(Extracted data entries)
┄┄┄┄┄┄┄┄┄┄

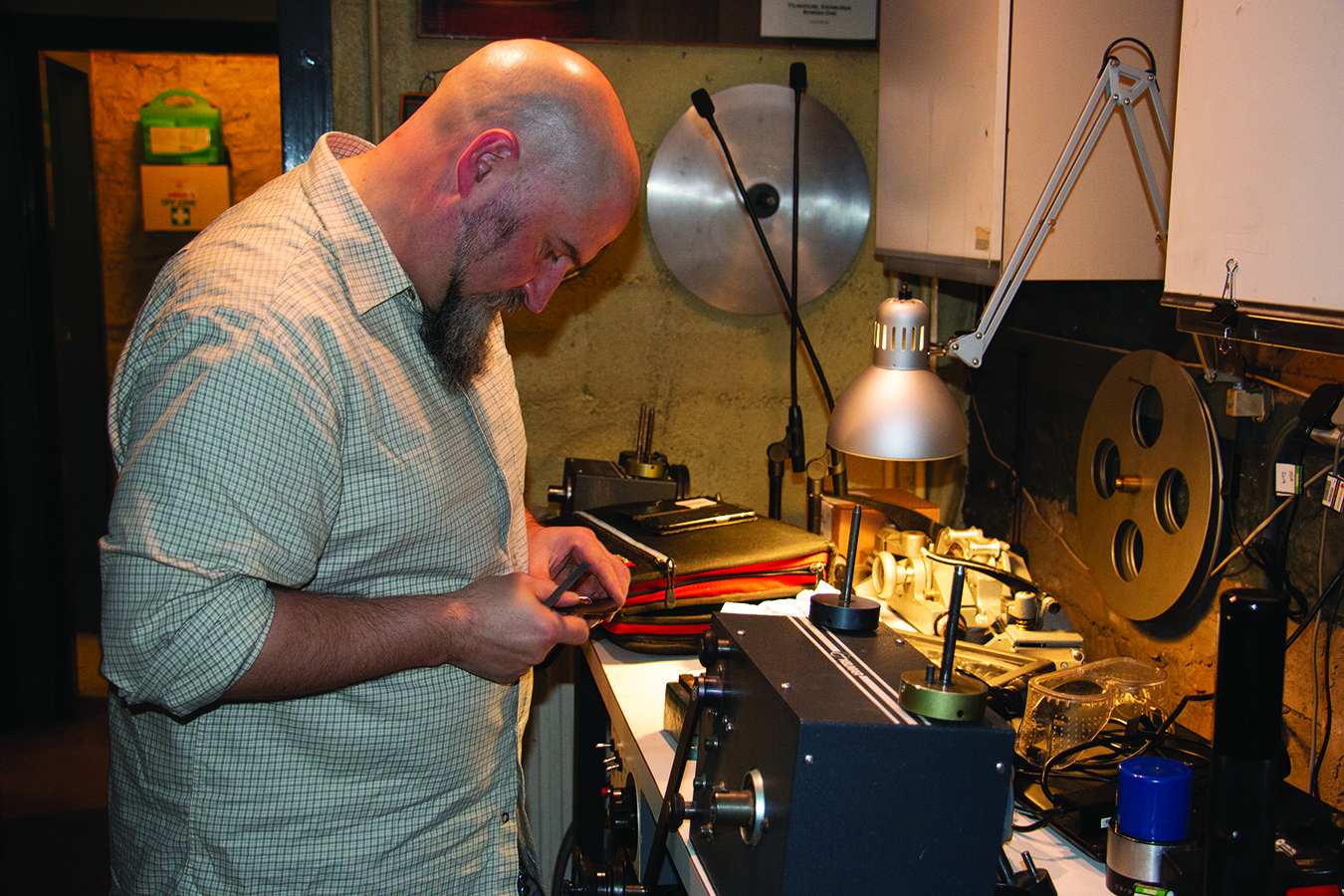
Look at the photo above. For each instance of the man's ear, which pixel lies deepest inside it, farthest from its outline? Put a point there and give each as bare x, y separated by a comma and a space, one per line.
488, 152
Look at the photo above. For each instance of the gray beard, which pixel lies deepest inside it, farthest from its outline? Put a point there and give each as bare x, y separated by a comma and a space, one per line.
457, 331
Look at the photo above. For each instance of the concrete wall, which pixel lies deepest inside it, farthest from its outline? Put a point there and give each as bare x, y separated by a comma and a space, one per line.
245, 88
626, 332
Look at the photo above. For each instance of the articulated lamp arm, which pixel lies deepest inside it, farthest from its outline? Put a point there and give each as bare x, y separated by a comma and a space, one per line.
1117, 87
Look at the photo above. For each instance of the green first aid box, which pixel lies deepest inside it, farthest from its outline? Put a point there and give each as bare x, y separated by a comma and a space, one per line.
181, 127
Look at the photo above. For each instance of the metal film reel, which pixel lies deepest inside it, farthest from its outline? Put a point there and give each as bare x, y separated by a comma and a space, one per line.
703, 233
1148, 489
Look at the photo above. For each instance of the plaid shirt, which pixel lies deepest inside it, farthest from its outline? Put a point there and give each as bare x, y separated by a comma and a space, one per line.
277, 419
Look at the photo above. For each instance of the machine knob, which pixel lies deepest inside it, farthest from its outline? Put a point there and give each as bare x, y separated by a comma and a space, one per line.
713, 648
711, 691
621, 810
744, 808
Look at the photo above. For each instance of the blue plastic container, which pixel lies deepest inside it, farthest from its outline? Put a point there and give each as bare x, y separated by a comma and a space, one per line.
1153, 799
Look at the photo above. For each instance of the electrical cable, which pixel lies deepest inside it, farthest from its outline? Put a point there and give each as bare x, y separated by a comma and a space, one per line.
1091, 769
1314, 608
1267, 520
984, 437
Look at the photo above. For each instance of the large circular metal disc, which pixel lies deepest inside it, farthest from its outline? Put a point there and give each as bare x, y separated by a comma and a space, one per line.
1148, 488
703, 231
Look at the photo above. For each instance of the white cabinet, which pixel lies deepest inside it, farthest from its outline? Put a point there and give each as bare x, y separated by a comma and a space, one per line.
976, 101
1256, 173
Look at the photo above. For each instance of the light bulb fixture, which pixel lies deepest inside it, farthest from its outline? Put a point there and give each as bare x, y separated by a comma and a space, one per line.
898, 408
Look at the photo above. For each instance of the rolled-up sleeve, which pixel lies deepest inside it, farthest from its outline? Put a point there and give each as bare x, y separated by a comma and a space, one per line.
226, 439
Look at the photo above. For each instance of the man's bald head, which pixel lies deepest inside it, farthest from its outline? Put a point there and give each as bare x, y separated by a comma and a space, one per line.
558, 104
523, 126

┄┄┄┄┄┄┄┄┄┄

YOUR ASSIGNMENT
The entries are to be written out in full and exactly, apart from the pictures.

SOLUTION FOR THIS PROBLEM
Look at the photo above. For each instance of the man's ear, which pixel lies deepest inside it, farthest from its outline? Put a point there and give each as bare x, y separated by a comma and a space, one per line.
488, 152
Look at the photo above. For each instance of the gray beard, which pixel lies deepest inside it, farthest from its outline? Put a point there and give each as bare x, y separated by a comma and a space, one per line.
457, 331
Look at the photo above. For each instance of the concrete wall, which pixel lies deepest inside it, farthest from its outline? Put a point there and give each as bare x, y separated by a comma and a space, one per line.
245, 88
626, 332
Look at the photo above. For each instance of the articulated lamp arm, which pixel lies deepest inside it, farthest from its outline? Put a point there and give each as bare x, y separated by a comma and a space, one per line.
1117, 87
Look at the photo above. For each instance of the green first aid box, which pixel lies deepest inside it, farthest from its outline? Put a point there and give each as bare x, y separated by a comma and a space, one per line.
181, 127
Look at the photo above. For each instance of the metal film reel, which pixel lies deepest inside it, farthest from its outline? Put a point there and give each as bare x, y separated by a comma and a space, one per line.
703, 233
1148, 489
Look at the photo above. For each instance of the plaid shirt, which pixel lies deepest inside it, farthest from its outline? Put a point there and give each as bare x, y separated by a comma and a space, one per line.
277, 419
Look at the photo above. For each instance of the machine knob, which pixel lies deepest inside it, farthest from its outline? Put a point there and give each as bare x, y separated by a comma and a space, one per line.
713, 648
711, 691
621, 810
744, 808
Look at the photo above. For each instance of the blue plastic container, which pixel lies deepest inside it, farthest from its outline? Put a point there and give each as bare x, y separated by a comma and a space, one per line.
1153, 799
Look at the photo above. For each instance of the electrical cable, which pixel lies deepest inside it, farthest from its outline? Put a point there and give each as bare x, y separated by a comma and a space, one per line.
1091, 769
1314, 608
1267, 520
984, 437
Look at the photo above. For each instance of the large circular metal disc, which pixel lies deepest inside it, farthest from its outline? Put a point there and give each as bare x, y separated by a comma and a space, one per line.
1148, 488
703, 231
Look at the photo above. For each instance of the white cabinet, which pixel lies deepest inside it, farthest from its outline? Put a point there and give each as bare x, y separated by a comma and a space, one per line.
976, 101
1256, 173
Look at the photo above. For each instance of the light bulb fixture, which pixel lies deepest inside it, farthest from its outline? Put a point there and give each as bare x, y separated by a comma and a space, one per line.
898, 408
Look at the photo above. For each instance of the rolled-up sleeve, which pixel lies deepest inside it, farthest from its outline? Put a point there and give each as bare x, y separated by a comma and a space, one per line.
226, 439
Look at the photo above. For each instance of the man's bald head, which pixel lies deepest inside it, farthest from its outline? Put a point there and give each as bare x, y separated by a comma and a space, one per line.
558, 104
523, 126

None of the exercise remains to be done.